**Task instructions**: Once the line containing "looking for the woven" is found in the entries below, reproduce it and every line after it, stopping at and including the line containing "looking for the plain"; reproduce nothing else, and keep each line exact.

**Data provided**:
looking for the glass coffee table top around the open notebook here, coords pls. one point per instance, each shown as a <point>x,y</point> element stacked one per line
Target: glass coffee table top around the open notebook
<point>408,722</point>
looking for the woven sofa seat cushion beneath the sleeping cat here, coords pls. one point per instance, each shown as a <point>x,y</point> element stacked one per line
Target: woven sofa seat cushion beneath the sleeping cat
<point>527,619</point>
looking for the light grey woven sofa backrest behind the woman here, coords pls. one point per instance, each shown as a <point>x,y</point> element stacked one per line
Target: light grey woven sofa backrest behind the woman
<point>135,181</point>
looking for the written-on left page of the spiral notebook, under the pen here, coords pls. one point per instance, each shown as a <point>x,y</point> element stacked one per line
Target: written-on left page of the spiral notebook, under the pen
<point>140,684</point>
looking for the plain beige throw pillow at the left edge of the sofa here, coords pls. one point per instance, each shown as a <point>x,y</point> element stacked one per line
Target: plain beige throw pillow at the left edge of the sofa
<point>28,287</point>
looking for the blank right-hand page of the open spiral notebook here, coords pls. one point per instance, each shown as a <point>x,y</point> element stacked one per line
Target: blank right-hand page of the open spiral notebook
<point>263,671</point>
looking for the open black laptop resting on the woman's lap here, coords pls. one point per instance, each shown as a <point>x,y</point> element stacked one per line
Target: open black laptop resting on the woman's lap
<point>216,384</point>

==

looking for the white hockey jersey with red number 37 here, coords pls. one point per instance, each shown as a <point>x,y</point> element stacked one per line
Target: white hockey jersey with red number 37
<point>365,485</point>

...

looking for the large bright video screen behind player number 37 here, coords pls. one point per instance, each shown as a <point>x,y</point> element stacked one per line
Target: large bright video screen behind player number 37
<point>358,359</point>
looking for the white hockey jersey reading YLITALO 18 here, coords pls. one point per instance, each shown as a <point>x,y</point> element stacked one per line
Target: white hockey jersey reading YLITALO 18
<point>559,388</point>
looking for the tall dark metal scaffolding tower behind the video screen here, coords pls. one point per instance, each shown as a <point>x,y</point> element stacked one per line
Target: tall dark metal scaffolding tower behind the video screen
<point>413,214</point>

**Written answer**:
looking for the woven sofa seat cushion beneath the sleeping cat here, coords pls. one point per instance, each shown as a <point>x,y</point> element stacked one per line
Target: woven sofa seat cushion beneath the sleeping cat
<point>527,619</point>
looking for the light grey woven sofa backrest behind the woman here, coords pls. one point per instance, each shown as a <point>x,y</point> element stacked one per line
Target: light grey woven sofa backrest behind the woman
<point>135,181</point>
looking for the written-on left page of the spiral notebook, under the pen here, coords pls. one point per instance, each shown as a <point>x,y</point> element stacked one per line
Target: written-on left page of the spiral notebook, under the pen
<point>140,684</point>
looking for the plain beige throw pillow at the left edge of the sofa here, coords pls. one point per instance, each shown as a <point>x,y</point> element stacked one per line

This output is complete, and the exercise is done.